The request - Collect every line below that contains the word "with", and copy each of those lines in full.
· · · ·
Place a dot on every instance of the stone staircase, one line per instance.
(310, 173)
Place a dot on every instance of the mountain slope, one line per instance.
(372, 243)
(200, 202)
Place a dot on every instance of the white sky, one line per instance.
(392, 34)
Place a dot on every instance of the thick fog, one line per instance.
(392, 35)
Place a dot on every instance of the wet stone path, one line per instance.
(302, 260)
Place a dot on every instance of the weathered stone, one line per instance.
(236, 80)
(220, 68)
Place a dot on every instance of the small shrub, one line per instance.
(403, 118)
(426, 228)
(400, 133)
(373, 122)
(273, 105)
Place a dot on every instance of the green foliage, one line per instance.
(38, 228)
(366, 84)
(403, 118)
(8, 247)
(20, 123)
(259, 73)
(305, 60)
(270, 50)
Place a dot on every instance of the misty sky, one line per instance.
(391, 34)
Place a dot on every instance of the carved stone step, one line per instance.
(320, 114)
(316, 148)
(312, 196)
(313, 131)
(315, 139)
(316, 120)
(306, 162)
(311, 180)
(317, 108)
· · · ·
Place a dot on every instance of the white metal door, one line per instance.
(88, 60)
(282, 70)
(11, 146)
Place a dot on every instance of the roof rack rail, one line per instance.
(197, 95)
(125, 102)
· · · ·
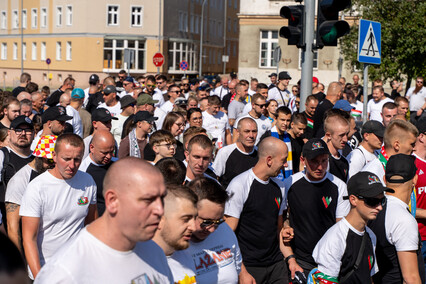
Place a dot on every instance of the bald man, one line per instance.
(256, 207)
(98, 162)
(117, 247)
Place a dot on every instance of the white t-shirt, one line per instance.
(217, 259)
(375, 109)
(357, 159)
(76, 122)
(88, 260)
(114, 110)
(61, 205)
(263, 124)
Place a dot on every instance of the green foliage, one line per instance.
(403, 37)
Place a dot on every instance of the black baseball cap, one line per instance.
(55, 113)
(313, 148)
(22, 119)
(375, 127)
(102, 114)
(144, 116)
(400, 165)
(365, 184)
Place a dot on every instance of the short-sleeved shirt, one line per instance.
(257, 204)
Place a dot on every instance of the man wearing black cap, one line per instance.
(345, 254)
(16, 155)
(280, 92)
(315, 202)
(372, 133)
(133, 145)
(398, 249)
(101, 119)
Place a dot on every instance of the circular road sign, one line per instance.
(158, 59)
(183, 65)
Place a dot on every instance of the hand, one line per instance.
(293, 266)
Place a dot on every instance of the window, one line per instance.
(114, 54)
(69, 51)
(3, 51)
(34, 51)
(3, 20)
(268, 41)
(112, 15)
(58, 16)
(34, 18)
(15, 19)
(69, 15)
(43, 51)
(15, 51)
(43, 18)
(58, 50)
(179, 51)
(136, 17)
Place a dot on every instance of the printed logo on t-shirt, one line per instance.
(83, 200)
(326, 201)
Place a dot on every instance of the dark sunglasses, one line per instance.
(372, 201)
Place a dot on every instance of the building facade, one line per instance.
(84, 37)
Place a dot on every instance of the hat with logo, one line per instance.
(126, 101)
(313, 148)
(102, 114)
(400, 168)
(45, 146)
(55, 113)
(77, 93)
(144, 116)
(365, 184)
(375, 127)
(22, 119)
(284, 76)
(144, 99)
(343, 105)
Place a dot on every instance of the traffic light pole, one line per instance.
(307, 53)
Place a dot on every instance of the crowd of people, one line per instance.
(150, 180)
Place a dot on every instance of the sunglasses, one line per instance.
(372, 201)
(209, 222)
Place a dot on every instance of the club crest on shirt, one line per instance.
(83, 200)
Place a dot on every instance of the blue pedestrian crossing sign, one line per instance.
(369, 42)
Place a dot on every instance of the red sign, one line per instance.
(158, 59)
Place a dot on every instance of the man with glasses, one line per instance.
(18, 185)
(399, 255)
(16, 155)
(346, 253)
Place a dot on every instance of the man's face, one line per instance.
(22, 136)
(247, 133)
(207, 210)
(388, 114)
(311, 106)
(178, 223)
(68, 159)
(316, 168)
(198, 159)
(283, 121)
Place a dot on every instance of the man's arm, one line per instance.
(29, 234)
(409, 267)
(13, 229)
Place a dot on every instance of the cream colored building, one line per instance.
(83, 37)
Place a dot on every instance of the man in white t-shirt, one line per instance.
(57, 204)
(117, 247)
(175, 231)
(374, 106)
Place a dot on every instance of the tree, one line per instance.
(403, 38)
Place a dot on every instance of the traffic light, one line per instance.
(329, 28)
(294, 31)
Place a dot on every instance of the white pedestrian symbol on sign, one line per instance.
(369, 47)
· · · ·
Finished answer -
Place a dot on every instance of the hat with logo, one line per instance.
Place a dot on every instance of the man with glasses, one line per instance.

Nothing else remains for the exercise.